**WORK TO BE COMPLETED:** The lines to extract begin at the one containing "frame with one point per instance." and run to the end of the listing; set them down exactly and alone.

**INPUT ROWS:**
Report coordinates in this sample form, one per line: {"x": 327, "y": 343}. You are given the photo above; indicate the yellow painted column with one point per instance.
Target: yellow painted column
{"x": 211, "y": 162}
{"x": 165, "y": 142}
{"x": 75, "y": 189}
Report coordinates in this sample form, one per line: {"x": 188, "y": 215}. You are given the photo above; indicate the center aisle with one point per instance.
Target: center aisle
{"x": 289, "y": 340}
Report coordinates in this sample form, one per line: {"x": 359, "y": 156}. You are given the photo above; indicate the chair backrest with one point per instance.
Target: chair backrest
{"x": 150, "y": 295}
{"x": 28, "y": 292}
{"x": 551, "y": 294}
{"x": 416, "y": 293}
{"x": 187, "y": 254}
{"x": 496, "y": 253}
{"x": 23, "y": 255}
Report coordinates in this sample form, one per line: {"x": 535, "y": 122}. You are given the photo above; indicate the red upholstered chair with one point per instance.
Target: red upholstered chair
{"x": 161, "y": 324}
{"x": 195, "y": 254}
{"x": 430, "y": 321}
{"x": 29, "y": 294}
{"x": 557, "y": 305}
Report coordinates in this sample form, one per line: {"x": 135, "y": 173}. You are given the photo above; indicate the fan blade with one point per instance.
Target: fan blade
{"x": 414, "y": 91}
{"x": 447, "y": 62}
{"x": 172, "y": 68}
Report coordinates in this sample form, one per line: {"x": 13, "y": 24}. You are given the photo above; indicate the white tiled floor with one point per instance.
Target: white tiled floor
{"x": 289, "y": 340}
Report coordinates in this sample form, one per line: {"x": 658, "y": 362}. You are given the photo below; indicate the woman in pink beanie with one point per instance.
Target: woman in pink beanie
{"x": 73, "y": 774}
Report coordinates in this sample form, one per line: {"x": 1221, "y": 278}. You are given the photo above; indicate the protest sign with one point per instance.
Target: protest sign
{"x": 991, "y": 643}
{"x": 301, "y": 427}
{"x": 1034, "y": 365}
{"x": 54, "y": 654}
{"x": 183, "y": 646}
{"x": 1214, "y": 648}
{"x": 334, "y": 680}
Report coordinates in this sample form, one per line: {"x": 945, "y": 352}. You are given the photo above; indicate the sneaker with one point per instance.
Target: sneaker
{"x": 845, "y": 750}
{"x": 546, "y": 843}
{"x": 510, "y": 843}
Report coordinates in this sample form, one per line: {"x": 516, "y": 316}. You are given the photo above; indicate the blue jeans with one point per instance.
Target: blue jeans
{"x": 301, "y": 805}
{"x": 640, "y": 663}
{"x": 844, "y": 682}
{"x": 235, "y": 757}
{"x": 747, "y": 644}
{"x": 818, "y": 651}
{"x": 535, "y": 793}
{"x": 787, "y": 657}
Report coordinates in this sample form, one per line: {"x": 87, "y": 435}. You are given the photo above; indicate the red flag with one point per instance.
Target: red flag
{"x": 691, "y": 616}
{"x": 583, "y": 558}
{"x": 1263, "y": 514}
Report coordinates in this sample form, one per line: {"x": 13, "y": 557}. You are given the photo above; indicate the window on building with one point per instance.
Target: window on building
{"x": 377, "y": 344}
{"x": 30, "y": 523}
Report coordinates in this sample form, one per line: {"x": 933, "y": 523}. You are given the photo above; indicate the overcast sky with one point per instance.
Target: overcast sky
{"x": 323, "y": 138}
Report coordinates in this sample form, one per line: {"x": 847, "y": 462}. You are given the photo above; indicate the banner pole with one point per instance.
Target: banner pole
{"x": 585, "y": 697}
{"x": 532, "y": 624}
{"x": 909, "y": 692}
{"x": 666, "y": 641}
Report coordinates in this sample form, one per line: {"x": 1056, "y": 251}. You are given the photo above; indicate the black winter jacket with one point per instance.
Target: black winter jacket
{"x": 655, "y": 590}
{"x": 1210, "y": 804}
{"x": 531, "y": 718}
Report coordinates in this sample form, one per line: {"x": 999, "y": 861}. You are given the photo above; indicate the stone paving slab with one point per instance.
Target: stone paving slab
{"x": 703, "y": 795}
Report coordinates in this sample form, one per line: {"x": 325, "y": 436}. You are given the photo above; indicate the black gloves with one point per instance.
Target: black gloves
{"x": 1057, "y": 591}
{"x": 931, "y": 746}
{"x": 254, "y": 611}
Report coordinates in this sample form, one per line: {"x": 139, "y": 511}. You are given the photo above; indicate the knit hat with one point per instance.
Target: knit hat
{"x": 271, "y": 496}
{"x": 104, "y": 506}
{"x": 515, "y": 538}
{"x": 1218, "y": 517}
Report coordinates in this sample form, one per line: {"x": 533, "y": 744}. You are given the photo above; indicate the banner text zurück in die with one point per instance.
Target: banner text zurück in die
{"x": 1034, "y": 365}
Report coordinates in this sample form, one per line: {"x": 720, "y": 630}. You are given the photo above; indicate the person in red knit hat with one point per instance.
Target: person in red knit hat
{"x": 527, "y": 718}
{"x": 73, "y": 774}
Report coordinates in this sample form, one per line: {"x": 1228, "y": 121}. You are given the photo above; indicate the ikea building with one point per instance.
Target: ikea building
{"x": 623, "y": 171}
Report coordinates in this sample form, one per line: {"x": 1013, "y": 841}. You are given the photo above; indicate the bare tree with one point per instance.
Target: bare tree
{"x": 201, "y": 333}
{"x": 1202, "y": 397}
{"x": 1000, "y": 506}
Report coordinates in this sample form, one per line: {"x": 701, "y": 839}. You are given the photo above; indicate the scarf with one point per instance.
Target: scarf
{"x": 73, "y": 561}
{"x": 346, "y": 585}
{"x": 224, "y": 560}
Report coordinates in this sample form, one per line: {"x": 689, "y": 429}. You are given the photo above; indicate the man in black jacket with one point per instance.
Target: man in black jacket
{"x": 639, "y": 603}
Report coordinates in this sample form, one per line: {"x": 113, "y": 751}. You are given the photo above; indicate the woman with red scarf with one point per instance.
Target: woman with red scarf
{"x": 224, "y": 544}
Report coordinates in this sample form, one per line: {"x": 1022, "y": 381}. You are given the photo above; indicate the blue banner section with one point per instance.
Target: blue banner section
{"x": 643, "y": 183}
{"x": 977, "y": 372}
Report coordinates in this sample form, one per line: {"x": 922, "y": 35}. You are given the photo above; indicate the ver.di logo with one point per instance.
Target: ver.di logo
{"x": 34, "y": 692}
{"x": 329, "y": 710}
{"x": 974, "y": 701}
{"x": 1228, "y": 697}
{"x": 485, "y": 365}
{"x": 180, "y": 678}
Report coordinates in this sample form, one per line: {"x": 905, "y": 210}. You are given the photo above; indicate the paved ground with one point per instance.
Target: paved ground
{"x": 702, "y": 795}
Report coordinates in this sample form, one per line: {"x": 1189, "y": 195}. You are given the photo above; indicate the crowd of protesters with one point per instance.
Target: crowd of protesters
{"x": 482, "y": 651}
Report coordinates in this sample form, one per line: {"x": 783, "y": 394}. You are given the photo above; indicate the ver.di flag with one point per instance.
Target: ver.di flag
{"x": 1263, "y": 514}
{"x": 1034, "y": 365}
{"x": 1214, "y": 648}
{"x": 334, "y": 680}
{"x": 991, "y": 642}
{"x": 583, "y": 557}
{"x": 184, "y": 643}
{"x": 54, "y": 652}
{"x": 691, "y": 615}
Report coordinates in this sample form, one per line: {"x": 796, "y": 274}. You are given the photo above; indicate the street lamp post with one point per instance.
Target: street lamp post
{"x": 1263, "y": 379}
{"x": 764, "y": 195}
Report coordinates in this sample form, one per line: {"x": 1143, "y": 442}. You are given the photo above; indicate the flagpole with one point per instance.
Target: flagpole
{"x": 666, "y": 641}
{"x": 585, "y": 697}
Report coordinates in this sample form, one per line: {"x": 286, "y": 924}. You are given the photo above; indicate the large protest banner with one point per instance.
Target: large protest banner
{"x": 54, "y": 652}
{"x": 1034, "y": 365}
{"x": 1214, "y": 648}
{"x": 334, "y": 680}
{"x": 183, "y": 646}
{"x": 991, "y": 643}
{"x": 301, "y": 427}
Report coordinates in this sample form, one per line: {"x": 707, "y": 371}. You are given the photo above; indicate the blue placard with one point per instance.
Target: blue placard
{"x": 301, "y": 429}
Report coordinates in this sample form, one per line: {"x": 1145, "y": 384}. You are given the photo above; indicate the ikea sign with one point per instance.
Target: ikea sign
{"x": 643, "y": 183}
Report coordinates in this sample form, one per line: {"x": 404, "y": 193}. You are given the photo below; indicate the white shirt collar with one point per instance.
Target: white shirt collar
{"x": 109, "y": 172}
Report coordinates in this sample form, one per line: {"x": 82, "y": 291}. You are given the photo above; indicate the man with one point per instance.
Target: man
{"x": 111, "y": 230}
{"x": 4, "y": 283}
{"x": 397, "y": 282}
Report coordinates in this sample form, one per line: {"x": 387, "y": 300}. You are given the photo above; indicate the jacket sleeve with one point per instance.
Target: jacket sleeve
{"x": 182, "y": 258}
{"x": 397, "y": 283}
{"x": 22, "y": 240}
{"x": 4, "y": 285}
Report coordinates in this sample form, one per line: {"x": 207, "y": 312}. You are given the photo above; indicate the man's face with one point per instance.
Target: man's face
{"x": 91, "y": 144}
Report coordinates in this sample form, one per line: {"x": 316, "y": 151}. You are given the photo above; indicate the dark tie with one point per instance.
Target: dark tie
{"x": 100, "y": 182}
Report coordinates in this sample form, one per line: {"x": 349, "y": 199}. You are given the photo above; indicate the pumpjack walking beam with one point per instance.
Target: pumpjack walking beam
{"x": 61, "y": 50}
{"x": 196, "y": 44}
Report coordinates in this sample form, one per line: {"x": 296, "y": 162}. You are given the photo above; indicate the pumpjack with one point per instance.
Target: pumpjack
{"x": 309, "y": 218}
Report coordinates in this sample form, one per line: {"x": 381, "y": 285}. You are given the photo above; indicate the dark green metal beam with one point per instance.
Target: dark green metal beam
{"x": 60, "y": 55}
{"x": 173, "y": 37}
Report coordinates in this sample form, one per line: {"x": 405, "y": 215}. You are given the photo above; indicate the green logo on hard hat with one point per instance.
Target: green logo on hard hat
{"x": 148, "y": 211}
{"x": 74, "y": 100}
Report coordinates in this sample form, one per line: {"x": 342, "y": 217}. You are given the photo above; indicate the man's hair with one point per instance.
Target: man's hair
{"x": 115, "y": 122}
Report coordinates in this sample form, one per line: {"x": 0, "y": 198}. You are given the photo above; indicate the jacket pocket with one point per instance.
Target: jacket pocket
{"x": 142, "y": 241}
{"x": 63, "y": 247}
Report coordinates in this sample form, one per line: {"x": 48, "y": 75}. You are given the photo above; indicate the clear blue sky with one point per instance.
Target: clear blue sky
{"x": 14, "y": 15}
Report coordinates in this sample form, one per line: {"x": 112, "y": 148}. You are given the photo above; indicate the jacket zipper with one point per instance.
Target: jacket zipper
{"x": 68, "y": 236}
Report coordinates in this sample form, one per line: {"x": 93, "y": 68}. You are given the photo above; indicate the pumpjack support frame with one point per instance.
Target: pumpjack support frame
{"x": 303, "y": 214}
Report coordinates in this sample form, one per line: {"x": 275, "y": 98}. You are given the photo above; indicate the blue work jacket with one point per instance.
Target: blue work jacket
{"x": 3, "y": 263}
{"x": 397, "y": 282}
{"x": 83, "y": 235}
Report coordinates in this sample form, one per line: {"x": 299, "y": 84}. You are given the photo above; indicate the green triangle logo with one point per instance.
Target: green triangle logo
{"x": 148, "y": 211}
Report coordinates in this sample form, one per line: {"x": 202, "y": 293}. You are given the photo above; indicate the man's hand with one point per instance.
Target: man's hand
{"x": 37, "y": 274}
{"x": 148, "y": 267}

**EXERCISE ANSWER:**
Report coordinates in this sample form, one per line: {"x": 93, "y": 68}. You are given the photo above; indicate the pumpjack support frame with one point per instance.
Target: pumpjack support frame
{"x": 303, "y": 214}
Report coordinates in this sample form, one per line: {"x": 275, "y": 98}. You are given the photo above; indicate the blue work jacket with one point per instance.
Target: blue work jacket
{"x": 3, "y": 263}
{"x": 397, "y": 282}
{"x": 83, "y": 235}
Report coordinates in this sample form, one per line: {"x": 299, "y": 84}. You are given the photo above; indicate the green triangle logo with one point per instance.
Target: green triangle logo
{"x": 148, "y": 211}
Report coordinates in this sample form, one per line: {"x": 202, "y": 293}. You are given the photo above; indicate the man's hand with one point per instance.
Target: man's hand
{"x": 37, "y": 274}
{"x": 148, "y": 267}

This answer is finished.